_EXERCISE PROMPT_
Render every line of the stored records below as a numbered list, leaving out any blank lines.

_Stored records_
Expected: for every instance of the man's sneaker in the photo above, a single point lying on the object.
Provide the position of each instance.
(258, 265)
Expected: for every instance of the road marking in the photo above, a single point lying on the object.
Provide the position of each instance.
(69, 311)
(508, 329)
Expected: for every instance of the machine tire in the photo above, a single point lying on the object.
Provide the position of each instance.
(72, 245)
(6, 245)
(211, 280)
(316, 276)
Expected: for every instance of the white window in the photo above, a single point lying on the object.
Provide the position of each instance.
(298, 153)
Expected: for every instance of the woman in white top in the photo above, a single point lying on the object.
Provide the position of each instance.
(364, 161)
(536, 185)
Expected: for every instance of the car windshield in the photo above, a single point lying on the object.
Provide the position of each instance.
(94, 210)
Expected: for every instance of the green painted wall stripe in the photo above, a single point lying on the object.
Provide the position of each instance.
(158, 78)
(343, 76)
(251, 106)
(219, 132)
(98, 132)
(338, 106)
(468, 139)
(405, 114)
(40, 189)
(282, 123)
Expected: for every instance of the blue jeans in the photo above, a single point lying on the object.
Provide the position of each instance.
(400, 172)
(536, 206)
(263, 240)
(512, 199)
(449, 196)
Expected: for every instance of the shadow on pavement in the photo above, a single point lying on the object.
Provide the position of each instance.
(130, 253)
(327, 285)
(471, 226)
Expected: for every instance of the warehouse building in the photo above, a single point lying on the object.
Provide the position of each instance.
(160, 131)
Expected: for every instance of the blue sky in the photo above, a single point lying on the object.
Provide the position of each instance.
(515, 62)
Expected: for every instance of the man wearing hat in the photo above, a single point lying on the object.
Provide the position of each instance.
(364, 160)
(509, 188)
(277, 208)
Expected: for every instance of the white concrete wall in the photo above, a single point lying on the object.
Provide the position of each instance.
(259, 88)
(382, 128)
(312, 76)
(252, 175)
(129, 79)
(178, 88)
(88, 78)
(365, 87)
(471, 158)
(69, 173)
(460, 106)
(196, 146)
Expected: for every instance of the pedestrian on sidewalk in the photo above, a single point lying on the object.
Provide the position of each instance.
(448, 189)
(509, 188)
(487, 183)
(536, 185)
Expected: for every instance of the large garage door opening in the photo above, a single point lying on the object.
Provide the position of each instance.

_SOLUTION TO THE EXERCISE_
1. Expected: for every instance of the man's sneaker in the photo above, a single point lying on the object.
2. Provide the position of each instance.
3. (258, 265)
4. Expected: for every instance of the road marking in the photo above, a single point lying on the object.
5. Provide the position of each instance.
6. (69, 311)
7. (508, 329)
8. Expected: for every instance of the machine tire in the photo above, a single point lying on the object.
9. Provide the position of each instance.
10. (72, 245)
11. (6, 245)
12. (211, 280)
13. (316, 276)
14. Expected: for every instance of the white window in the photo above, a single point lying on the object.
15. Provide the position of each instance.
16. (298, 153)
17. Expected: for every instance of the woman in white top in the photo above, a single point lying on the object.
18. Provide the position of each instance.
19. (364, 161)
20. (536, 185)
21. Expected: for every instance of the car windshield in the photo above, a single point lying on the object.
22. Provide the position of each instance.
23. (94, 210)
24. Expected: for every instance of the green painted wall stripe in the photo above, a single point lying on the object.
25. Provide the position of each instance.
26. (158, 78)
27. (343, 76)
28. (251, 106)
29. (219, 132)
30. (98, 132)
31. (338, 106)
32. (468, 139)
33. (405, 114)
34. (40, 189)
35. (282, 123)
36. Expected: for every instance of the blue jeans in the photo above, a single point lying on the object.
37. Provide the position of each instance.
38. (400, 172)
39. (536, 206)
40. (263, 240)
41. (512, 199)
42. (449, 196)
43. Expected: for every instance of the shadow on pavement in the photo above, a single point lying on the object.
44. Provide the position of each instance.
45. (130, 253)
46. (327, 285)
47. (471, 226)
48. Expected: for every instance of the warehouse building in the photo above, a single point lying on the object.
49. Provide the position of each instance.
50. (160, 131)
51. Expected: for every instance of the blue sky in the photo above, a single point lying on the object.
52. Provide the position of each instance.
53. (515, 62)
54. Expected: for every instance of the man wearing hat in the photo above, a single point lying on the object.
55. Provide the position of each instance.
56. (364, 160)
57. (509, 188)
58. (277, 208)
59. Expected: for every instance of the white concrete wall in the photo above, a single point lying on the object.
60. Provide the position of each instance.
61. (259, 88)
62. (382, 128)
63. (312, 76)
64. (252, 175)
65. (129, 79)
66. (178, 88)
67. (88, 78)
68. (365, 87)
69. (471, 158)
70. (69, 173)
71. (460, 106)
72. (196, 146)
73. Expected: for every instance of the pedestrian on sidewalk in the photo above, a single point lying on the object.
74. Provide the position of each instance.
75. (448, 189)
76. (509, 188)
77. (487, 183)
78. (536, 185)
79. Expected: for every instance of the large garage door opening in the photo above, a single point lying on the object.
80. Provide the position of each instance.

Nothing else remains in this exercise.